■ WORK ITEM: From the data below, repeat exactly the lines from the line with "Report the position of every instance of the dark green" to the line with "Report the position of every instance of the terraced", both included.

■ RECORD EXCERPTS:
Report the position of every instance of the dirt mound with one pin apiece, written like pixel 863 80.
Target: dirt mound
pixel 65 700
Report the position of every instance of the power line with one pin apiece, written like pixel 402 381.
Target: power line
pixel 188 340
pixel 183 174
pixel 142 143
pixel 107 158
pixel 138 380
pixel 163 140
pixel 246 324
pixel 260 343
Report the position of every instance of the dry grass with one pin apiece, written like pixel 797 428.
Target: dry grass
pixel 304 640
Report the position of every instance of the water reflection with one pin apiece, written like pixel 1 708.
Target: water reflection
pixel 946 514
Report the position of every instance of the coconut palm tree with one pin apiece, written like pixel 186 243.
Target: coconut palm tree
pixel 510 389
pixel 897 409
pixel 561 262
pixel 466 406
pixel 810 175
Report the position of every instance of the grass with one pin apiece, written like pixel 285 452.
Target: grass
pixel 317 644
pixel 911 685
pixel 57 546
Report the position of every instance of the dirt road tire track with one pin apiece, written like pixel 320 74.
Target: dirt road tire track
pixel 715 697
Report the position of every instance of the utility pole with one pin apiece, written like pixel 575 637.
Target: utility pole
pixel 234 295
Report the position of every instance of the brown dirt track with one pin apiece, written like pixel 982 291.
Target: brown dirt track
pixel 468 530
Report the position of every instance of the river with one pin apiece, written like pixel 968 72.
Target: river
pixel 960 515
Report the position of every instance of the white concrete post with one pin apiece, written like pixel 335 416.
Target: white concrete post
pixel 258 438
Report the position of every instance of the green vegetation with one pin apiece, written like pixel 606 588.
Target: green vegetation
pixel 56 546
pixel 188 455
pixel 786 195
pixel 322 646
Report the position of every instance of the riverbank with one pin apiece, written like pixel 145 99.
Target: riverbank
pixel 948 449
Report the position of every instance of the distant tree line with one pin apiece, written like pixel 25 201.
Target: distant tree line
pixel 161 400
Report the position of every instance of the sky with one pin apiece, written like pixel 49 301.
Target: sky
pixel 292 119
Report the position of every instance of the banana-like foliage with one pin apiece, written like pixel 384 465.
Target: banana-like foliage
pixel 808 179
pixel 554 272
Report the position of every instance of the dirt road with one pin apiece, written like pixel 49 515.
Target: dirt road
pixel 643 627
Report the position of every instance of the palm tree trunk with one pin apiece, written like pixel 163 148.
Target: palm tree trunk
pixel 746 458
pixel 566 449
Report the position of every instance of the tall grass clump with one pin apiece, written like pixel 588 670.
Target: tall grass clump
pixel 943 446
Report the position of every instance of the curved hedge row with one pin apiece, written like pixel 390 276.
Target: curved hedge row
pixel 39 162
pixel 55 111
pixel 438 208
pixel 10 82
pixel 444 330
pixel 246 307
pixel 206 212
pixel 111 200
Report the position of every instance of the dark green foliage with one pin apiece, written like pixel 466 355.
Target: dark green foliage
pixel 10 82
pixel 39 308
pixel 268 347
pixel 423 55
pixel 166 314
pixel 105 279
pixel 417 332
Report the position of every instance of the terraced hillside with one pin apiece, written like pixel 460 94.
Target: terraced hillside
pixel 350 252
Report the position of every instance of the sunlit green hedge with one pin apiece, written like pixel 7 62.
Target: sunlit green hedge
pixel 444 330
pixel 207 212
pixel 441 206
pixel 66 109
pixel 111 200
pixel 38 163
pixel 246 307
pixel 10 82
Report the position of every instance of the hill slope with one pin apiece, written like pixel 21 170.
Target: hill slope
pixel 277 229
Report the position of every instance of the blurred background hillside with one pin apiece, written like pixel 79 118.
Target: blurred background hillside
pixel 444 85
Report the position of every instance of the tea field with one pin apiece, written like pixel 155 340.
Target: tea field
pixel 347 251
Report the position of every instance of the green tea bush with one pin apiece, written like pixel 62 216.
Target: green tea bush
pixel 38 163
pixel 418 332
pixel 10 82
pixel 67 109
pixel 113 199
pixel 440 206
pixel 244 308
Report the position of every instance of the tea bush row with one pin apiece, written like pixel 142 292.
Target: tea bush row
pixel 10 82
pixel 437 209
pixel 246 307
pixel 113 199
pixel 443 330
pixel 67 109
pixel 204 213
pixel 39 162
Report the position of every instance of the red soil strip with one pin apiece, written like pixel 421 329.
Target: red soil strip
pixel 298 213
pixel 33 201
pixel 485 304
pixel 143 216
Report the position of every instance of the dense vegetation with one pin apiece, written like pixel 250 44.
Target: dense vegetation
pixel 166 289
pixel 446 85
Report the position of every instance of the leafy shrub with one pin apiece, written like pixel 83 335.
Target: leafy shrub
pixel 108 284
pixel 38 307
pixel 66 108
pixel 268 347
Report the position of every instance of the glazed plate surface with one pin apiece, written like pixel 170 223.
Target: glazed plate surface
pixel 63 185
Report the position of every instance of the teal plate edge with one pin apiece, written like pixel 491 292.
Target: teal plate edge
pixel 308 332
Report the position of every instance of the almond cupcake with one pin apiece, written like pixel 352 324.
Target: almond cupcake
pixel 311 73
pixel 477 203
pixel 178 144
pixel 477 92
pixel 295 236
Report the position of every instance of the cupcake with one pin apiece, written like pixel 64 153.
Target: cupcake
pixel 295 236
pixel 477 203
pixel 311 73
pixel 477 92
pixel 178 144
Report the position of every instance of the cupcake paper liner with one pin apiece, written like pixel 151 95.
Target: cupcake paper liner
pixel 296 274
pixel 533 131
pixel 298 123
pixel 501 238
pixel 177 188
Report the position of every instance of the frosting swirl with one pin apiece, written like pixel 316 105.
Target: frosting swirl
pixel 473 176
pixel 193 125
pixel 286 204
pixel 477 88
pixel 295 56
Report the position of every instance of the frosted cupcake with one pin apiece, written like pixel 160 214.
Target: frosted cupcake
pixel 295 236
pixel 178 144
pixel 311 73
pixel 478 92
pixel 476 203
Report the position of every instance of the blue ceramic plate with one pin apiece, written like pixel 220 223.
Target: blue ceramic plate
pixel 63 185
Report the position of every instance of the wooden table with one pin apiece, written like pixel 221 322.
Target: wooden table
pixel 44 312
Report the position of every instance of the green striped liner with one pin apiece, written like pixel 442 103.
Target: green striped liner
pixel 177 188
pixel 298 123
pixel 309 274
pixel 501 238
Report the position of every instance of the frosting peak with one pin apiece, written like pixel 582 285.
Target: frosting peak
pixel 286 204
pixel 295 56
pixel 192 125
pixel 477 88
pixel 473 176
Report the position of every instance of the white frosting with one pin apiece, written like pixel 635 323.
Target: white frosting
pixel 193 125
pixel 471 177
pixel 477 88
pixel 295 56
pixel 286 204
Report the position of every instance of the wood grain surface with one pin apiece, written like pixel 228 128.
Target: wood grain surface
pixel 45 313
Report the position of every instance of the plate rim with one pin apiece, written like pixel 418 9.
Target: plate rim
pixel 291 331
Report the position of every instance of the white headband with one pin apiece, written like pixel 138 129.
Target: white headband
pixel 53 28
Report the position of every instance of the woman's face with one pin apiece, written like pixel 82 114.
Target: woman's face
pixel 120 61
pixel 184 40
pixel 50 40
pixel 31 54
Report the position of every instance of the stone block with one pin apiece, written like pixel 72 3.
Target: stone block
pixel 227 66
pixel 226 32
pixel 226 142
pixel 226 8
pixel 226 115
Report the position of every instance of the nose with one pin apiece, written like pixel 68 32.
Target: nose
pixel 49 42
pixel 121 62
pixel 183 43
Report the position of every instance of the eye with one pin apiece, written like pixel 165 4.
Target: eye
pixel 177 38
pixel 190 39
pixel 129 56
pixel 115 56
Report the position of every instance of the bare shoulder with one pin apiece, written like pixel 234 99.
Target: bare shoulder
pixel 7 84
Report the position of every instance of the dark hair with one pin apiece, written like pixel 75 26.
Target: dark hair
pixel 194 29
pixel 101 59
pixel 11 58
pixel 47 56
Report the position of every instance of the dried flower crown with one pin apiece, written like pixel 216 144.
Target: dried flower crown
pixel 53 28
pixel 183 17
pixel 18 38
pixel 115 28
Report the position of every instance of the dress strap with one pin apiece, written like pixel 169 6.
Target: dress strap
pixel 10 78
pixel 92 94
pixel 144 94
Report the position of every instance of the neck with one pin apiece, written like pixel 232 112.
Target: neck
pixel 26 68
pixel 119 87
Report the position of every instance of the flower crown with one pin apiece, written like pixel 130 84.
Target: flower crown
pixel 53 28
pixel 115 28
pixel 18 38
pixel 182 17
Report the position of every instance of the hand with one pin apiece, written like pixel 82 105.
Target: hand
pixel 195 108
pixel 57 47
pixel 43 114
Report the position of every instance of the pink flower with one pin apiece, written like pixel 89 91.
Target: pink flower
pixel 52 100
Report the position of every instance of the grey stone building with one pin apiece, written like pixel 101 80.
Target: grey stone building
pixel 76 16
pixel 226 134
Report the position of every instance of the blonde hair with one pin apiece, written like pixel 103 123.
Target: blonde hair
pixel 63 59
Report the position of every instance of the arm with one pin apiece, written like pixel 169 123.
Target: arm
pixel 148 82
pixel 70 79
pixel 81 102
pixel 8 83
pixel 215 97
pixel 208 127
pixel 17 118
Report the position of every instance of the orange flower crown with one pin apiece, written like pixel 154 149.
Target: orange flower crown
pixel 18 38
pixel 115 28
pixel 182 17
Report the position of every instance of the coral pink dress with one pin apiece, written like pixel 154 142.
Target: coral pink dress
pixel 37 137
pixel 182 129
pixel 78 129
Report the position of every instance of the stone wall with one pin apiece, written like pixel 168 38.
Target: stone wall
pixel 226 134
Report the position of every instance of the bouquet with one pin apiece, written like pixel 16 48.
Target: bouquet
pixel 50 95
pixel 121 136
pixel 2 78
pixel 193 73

■ EXERCISE RESULT:
Report the position of every instance of the dark green foliage with one pin apiece, written like pixel 466 355.
Target: dark green foliage
pixel 10 82
pixel 39 308
pixel 268 347
pixel 423 55
pixel 166 314
pixel 105 279
pixel 417 332
Report the position of every instance of the terraced hillside with one pin apiece, written like pixel 460 94.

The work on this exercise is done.